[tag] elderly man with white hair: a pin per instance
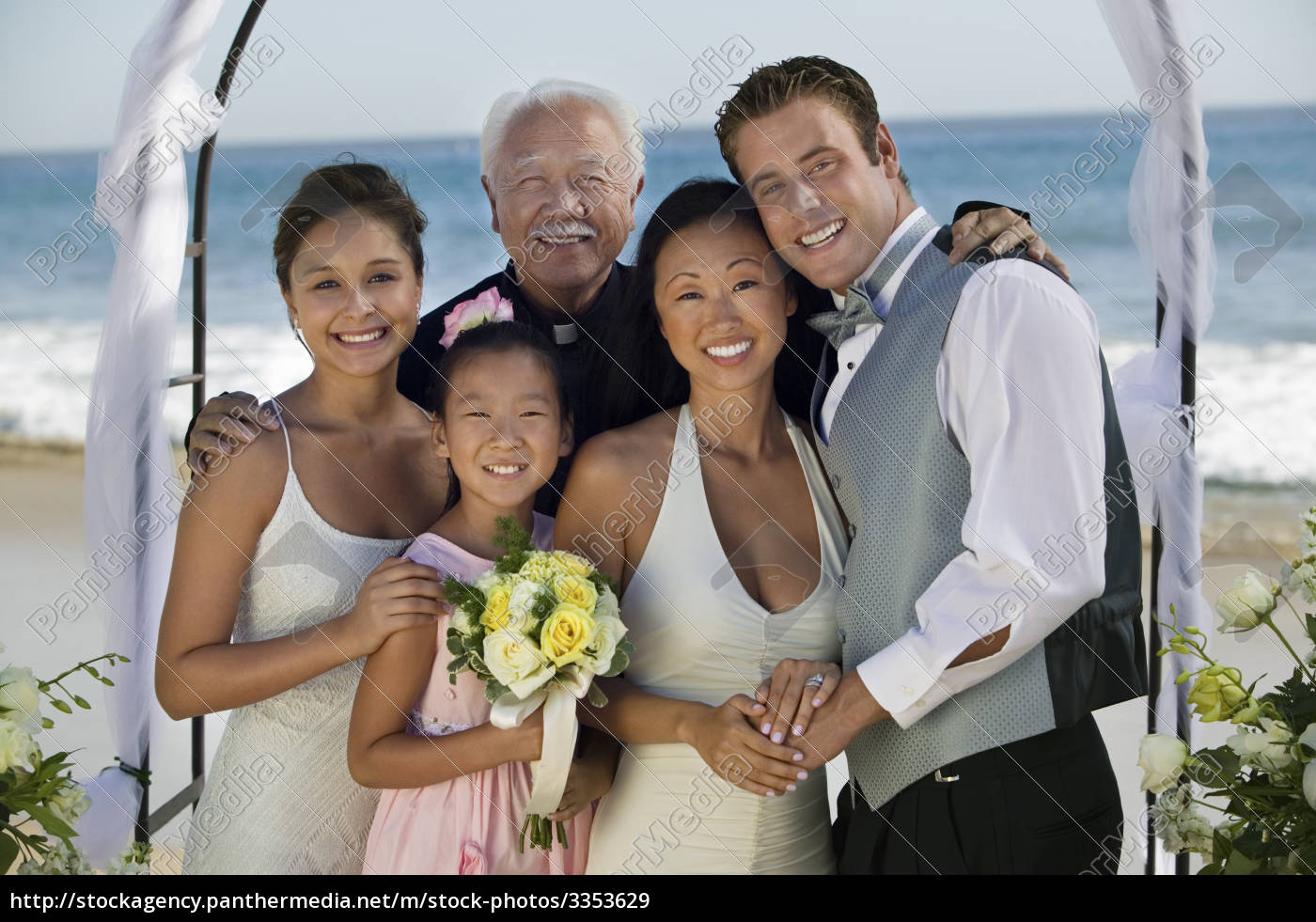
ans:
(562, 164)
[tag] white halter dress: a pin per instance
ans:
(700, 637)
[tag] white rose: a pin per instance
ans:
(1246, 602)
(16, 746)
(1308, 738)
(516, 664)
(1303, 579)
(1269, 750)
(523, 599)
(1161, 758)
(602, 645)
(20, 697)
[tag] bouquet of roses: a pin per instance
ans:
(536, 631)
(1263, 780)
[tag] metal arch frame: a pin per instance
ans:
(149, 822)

-*-*-

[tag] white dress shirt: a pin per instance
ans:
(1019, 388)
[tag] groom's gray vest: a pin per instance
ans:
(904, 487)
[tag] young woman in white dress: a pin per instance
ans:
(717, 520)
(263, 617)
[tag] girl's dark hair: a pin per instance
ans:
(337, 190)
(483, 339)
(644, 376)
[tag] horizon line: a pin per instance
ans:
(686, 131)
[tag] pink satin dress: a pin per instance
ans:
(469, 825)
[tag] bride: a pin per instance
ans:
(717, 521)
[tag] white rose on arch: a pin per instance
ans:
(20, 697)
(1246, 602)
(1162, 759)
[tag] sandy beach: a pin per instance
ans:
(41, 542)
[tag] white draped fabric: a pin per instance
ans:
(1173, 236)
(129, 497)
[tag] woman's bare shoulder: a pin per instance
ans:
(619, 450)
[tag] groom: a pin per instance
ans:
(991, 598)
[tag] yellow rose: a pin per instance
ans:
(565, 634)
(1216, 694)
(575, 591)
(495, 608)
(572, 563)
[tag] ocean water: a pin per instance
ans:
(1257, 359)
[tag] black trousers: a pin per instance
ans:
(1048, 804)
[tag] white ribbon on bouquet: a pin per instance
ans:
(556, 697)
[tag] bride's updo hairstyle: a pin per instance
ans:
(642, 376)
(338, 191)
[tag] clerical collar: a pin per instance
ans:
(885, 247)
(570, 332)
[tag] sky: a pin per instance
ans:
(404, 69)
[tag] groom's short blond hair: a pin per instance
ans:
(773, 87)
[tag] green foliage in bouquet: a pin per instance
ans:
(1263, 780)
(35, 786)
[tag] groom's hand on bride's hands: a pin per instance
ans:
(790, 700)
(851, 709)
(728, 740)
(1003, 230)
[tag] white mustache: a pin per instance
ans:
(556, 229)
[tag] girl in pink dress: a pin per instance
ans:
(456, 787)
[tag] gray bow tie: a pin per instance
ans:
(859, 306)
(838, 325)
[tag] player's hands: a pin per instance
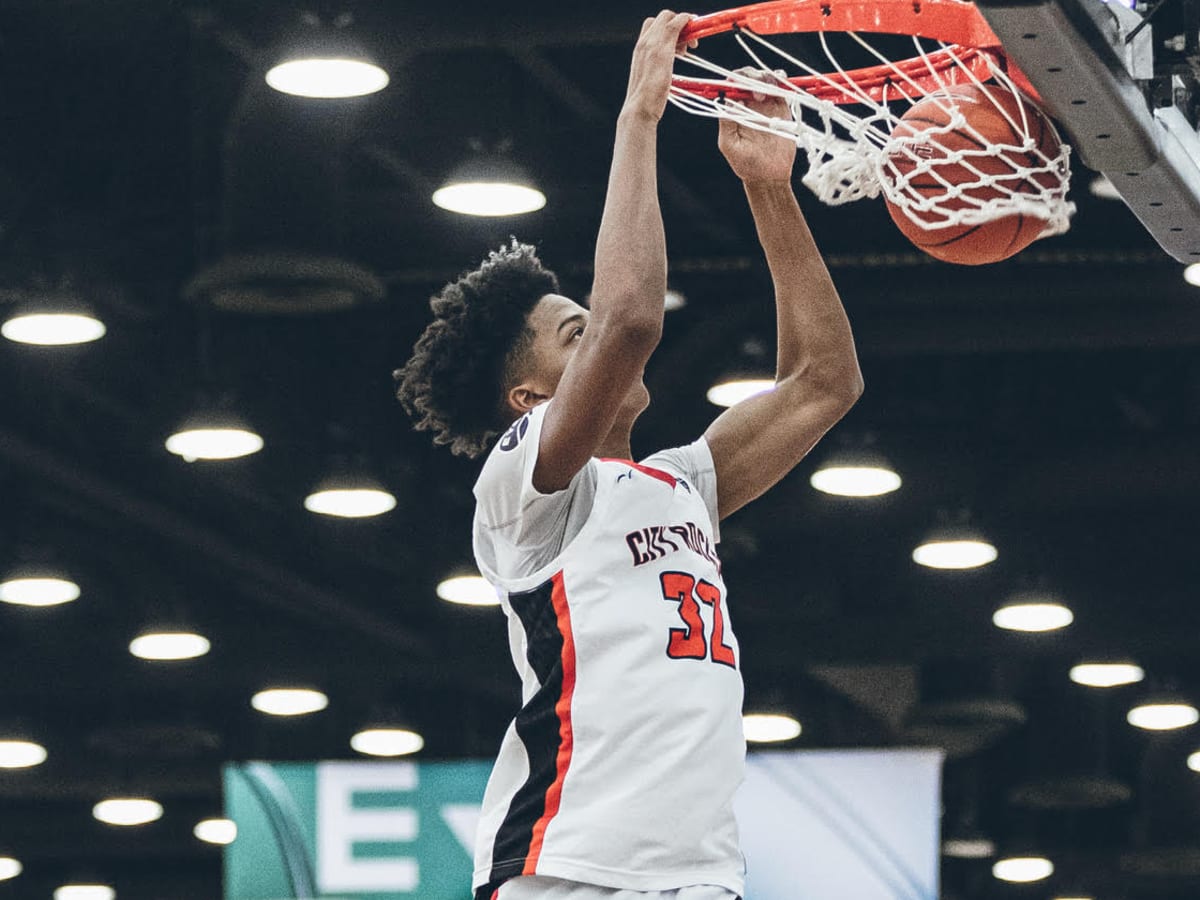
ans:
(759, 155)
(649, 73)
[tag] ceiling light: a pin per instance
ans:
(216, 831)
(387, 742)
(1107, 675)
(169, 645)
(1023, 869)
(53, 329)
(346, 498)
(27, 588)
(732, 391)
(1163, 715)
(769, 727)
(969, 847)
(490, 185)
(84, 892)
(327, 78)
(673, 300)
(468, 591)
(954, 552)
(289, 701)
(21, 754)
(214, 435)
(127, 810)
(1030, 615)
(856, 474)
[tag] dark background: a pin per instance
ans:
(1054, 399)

-*-*-

Show the lines of the records above that mention "dress".

**Answer section:**
[tag] white halter dress: a pin per instance
[tag] white dress shirt: a pin per instance
[tag] young woman in white dress: a pin per instance
[tag] pink satin dress: a pin per instance
[tag] girl in pink dress: a pin per instance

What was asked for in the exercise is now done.